Short exercise: Transcribe each record below word for word.
## start
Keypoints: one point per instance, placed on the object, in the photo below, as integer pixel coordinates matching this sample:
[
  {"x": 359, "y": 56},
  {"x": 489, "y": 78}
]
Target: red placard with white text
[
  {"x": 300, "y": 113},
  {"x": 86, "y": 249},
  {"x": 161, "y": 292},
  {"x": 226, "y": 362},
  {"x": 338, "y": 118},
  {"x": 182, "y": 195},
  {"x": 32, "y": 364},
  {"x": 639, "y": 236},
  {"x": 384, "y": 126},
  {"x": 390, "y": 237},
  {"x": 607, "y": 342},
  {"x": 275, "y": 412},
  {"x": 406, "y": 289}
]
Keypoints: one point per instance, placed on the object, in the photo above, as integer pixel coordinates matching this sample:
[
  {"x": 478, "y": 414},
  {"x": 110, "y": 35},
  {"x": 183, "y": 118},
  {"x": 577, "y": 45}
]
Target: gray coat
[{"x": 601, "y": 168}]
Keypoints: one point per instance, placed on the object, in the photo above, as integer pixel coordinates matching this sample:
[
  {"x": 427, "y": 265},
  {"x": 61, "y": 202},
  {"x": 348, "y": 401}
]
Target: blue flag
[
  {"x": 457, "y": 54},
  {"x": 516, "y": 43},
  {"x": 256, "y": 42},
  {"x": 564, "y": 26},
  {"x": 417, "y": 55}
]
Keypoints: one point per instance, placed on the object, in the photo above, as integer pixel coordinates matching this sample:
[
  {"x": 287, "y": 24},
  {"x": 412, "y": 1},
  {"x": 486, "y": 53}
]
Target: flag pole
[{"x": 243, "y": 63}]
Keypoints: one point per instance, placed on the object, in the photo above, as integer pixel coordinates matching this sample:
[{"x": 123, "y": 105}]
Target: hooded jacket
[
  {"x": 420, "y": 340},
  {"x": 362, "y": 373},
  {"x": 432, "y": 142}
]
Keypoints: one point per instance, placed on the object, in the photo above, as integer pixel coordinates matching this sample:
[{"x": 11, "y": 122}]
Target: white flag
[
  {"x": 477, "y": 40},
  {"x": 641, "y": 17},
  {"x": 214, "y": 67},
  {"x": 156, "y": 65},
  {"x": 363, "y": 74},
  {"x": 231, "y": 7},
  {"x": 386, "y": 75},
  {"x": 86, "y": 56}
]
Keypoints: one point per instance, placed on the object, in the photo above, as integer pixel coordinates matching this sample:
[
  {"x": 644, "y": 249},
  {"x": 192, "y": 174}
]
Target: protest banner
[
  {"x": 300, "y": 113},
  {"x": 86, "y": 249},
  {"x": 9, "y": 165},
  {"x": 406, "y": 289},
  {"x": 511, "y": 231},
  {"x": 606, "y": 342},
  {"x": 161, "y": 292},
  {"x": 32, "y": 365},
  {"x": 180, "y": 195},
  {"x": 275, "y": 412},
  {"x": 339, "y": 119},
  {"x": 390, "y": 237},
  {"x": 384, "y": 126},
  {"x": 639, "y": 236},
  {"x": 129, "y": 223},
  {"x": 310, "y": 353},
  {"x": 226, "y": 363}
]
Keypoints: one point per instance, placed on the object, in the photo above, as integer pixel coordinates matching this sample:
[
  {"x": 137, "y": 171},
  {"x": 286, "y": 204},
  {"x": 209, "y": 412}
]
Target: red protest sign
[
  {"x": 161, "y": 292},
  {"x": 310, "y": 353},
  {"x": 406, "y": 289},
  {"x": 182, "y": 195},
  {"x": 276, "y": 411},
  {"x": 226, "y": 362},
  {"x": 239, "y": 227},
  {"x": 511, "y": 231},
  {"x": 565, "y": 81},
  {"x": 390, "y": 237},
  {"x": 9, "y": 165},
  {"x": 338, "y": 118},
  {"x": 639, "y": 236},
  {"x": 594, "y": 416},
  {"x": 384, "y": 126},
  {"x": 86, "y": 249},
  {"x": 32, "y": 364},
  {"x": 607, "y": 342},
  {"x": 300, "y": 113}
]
## end
Response for this exercise:
Keypoints: one point per instance, placed on the object, in the photo below, as integer pixel coordinates matching this sample:
[
  {"x": 359, "y": 56},
  {"x": 489, "y": 78}
]
Target: red placard with white text
[
  {"x": 300, "y": 113},
  {"x": 86, "y": 249},
  {"x": 161, "y": 292},
  {"x": 226, "y": 362},
  {"x": 338, "y": 118},
  {"x": 182, "y": 195},
  {"x": 32, "y": 364},
  {"x": 639, "y": 236},
  {"x": 384, "y": 126},
  {"x": 390, "y": 237},
  {"x": 607, "y": 342},
  {"x": 275, "y": 412},
  {"x": 406, "y": 289}
]
Keypoints: one point per instance, placed on the object, in the photo above, as integer pixel coordinates matching this sample:
[
  {"x": 478, "y": 414},
  {"x": 110, "y": 35},
  {"x": 183, "y": 118},
  {"x": 577, "y": 45}
]
Target: gray coat
[{"x": 601, "y": 168}]
Keypoints: one point per instance, placed on the object, in the photo above, as integer pixel coordinates matching this sample:
[
  {"x": 427, "y": 265},
  {"x": 61, "y": 202},
  {"x": 348, "y": 401}
]
Target: blue flag
[
  {"x": 457, "y": 54},
  {"x": 516, "y": 43},
  {"x": 256, "y": 42},
  {"x": 564, "y": 26},
  {"x": 417, "y": 55}
]
Keypoints: one point per instance, placed on the object, in the photo above, as integer pixel coordinates matching this sample:
[
  {"x": 287, "y": 24},
  {"x": 412, "y": 1},
  {"x": 486, "y": 53}
]
Target: flag pole
[{"x": 243, "y": 63}]
Keypoints: one point per instance, placed on the object, in the photo above, as integer pixel coordinates matching this sample:
[{"x": 123, "y": 105}]
Target: hooded jacket
[
  {"x": 420, "y": 340},
  {"x": 362, "y": 373},
  {"x": 432, "y": 142}
]
Keypoints: one point per instance, placed on the object, in the photo above, as integer pixel coordinates matching this sample:
[{"x": 11, "y": 122}]
Target: white flag
[
  {"x": 477, "y": 40},
  {"x": 641, "y": 17},
  {"x": 214, "y": 67},
  {"x": 156, "y": 65},
  {"x": 363, "y": 74},
  {"x": 231, "y": 7},
  {"x": 386, "y": 75},
  {"x": 86, "y": 56}
]
Keypoints: one point per instance, placed on the object, in the photo above, as integer pixel coordinates matching this sample:
[
  {"x": 644, "y": 249},
  {"x": 192, "y": 174}
]
Target: protest banner
[
  {"x": 300, "y": 113},
  {"x": 86, "y": 249},
  {"x": 9, "y": 165},
  {"x": 406, "y": 289},
  {"x": 511, "y": 231},
  {"x": 606, "y": 342},
  {"x": 161, "y": 292},
  {"x": 32, "y": 365},
  {"x": 180, "y": 195},
  {"x": 275, "y": 412},
  {"x": 339, "y": 119},
  {"x": 390, "y": 237},
  {"x": 384, "y": 126},
  {"x": 639, "y": 236},
  {"x": 129, "y": 223},
  {"x": 310, "y": 353},
  {"x": 226, "y": 363}
]
Keypoints: one point per instance, placed on the object, in the photo above, as integer pixel coordinates matching this sample:
[
  {"x": 137, "y": 171},
  {"x": 286, "y": 204},
  {"x": 209, "y": 412}
]
Target: red protest sign
[
  {"x": 161, "y": 292},
  {"x": 310, "y": 353},
  {"x": 406, "y": 289},
  {"x": 182, "y": 195},
  {"x": 276, "y": 411},
  {"x": 226, "y": 362},
  {"x": 239, "y": 227},
  {"x": 511, "y": 231},
  {"x": 565, "y": 81},
  {"x": 390, "y": 237},
  {"x": 9, "y": 165},
  {"x": 338, "y": 118},
  {"x": 639, "y": 236},
  {"x": 594, "y": 416},
  {"x": 384, "y": 126},
  {"x": 86, "y": 249},
  {"x": 32, "y": 364},
  {"x": 607, "y": 342},
  {"x": 300, "y": 113}
]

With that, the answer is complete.